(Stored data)
— Begin —

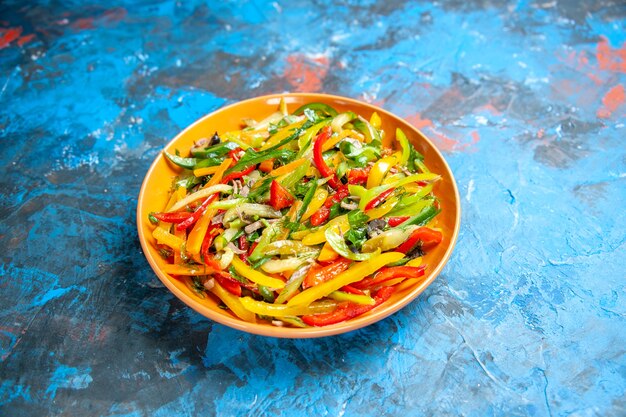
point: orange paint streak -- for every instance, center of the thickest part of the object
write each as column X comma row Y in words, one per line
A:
column 305, row 74
column 611, row 101
column 610, row 59
column 9, row 35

— End —

* [YOUR INSTRUCTIONS]: Retype the records above word for word, without the pictures.

* [ANSWER TO THIS PROBLEM]:
point: orange paint streak -- for every instance, center of the thickest part of the object
write each as column X comma row Y in words, one per line
A:
column 305, row 74
column 611, row 101
column 610, row 59
column 9, row 35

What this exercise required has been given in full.